--- START DATA ROWS ---

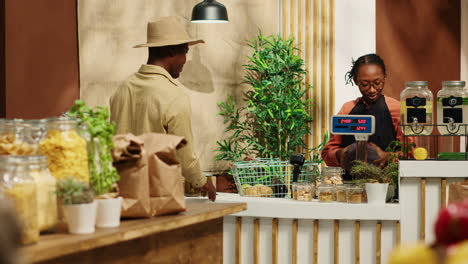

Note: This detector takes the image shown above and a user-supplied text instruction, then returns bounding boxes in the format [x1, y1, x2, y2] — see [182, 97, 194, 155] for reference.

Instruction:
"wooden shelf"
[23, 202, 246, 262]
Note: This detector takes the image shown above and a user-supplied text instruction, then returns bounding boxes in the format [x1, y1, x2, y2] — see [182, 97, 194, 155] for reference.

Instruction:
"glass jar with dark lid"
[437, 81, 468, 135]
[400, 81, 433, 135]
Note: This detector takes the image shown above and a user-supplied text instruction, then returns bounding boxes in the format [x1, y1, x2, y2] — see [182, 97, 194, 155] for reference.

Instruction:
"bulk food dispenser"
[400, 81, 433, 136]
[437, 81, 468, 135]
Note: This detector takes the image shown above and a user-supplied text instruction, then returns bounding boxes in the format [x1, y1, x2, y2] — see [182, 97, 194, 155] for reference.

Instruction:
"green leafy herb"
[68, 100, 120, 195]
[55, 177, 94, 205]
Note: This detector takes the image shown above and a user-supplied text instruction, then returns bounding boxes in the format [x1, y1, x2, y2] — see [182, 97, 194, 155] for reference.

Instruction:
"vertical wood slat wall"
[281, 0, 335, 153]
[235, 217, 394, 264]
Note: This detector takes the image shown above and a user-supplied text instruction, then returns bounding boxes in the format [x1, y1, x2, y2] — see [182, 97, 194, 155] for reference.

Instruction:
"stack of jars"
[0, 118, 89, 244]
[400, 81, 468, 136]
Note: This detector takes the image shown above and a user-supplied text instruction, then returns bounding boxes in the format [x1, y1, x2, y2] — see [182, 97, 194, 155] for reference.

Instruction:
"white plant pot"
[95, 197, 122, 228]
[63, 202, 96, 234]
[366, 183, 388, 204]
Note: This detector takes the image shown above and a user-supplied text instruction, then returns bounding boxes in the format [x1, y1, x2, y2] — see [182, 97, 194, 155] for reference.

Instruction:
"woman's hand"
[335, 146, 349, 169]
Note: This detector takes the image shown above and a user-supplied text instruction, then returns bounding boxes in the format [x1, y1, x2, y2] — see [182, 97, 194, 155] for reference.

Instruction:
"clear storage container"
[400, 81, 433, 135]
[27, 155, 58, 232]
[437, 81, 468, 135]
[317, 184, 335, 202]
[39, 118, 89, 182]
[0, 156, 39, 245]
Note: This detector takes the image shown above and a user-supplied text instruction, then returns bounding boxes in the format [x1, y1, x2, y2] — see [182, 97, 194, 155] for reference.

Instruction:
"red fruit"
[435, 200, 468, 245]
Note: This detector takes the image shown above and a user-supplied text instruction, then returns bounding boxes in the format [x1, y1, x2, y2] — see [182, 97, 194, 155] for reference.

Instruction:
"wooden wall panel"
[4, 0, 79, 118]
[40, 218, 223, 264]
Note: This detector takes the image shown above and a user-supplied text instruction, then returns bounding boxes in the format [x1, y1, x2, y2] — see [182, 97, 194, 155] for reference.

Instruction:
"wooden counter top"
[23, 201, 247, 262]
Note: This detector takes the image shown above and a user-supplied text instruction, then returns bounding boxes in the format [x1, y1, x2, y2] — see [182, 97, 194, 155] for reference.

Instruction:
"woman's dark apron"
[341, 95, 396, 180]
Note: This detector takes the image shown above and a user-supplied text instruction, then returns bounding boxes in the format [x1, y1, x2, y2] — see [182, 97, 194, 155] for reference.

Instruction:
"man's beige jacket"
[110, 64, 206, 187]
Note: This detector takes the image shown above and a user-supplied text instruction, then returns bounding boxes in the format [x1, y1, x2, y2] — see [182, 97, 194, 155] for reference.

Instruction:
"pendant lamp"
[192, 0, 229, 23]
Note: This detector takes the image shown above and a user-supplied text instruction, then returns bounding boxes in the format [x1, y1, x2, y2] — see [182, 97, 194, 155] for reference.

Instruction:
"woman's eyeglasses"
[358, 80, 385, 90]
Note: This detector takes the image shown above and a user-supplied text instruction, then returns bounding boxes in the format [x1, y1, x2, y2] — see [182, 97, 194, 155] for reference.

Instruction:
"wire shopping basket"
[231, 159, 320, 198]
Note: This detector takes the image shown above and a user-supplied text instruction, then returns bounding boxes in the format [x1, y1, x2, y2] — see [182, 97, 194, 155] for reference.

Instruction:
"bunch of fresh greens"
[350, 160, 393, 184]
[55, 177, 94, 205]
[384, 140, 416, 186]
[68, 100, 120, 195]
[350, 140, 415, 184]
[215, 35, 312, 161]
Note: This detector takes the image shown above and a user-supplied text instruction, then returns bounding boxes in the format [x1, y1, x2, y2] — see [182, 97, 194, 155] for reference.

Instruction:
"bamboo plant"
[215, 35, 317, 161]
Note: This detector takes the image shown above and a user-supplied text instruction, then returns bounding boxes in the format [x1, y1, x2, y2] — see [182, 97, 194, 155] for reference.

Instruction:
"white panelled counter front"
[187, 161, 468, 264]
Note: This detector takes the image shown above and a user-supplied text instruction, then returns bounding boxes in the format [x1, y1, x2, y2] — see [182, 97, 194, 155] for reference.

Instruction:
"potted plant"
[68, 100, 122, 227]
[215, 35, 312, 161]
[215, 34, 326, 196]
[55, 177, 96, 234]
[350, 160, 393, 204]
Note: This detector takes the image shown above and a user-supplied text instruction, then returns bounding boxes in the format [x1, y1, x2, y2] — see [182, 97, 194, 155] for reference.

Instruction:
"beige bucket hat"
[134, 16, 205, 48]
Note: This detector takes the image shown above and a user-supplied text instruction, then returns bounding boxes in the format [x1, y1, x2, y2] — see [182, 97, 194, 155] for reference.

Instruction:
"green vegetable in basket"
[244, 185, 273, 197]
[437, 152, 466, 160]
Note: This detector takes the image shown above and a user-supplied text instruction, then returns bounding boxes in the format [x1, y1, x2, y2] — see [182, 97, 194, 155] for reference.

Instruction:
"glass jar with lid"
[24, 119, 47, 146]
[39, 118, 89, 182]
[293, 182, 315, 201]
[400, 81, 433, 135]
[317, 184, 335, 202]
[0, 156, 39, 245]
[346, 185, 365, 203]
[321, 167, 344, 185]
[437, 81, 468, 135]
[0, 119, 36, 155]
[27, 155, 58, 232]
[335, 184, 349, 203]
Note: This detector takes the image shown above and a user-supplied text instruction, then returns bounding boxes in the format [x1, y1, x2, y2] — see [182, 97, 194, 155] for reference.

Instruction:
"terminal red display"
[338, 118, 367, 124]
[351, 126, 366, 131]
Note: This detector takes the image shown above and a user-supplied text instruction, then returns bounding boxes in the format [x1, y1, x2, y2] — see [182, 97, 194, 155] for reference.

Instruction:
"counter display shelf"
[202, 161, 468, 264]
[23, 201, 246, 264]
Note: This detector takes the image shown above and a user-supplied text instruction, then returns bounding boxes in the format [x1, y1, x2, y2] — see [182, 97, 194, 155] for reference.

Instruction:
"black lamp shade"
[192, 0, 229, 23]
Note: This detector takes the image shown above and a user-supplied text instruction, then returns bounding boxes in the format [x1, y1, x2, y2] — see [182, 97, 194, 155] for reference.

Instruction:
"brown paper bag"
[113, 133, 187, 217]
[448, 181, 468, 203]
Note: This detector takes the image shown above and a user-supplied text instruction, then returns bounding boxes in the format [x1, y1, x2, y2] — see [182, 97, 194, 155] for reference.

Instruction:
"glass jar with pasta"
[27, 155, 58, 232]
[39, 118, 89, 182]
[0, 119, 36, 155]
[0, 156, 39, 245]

--- END DATA ROWS ---
--- START DATA ROWS ---

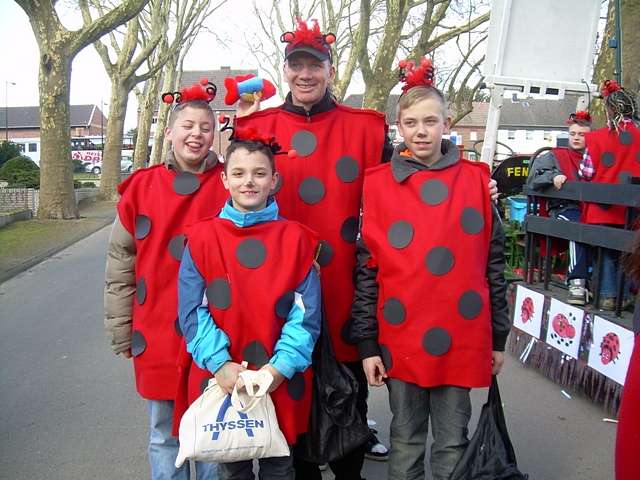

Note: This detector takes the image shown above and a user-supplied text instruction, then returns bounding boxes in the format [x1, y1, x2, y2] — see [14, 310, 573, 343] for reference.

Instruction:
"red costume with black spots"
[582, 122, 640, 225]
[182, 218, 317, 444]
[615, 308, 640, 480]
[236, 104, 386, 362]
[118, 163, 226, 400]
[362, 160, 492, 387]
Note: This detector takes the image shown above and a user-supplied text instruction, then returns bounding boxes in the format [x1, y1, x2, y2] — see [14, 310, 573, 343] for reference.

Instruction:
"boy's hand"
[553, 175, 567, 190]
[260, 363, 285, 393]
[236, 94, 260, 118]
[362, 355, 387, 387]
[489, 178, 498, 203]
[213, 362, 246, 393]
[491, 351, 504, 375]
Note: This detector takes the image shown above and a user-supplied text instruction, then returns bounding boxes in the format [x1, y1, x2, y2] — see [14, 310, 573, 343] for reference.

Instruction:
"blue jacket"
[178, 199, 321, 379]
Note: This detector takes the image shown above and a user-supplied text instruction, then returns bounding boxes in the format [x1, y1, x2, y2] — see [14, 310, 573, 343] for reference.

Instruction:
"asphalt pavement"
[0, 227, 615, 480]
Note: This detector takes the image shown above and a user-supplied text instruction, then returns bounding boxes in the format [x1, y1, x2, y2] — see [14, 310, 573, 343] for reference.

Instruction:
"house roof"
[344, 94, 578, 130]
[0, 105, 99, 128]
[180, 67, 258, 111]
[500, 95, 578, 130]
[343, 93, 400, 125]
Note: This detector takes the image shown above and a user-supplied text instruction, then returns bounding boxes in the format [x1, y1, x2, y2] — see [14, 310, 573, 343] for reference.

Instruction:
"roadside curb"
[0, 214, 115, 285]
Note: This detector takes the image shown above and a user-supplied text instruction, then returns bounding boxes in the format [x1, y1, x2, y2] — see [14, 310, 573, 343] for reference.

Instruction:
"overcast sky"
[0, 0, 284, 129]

--- END DATA ROWS ---

- **DIRECTIONS FOR THIS TASK**: Tally the lines in the items above that contain the word "counter", treating case as significant, and give only the number.

- **SOLUTION FOR THIS PROBLEM**: 3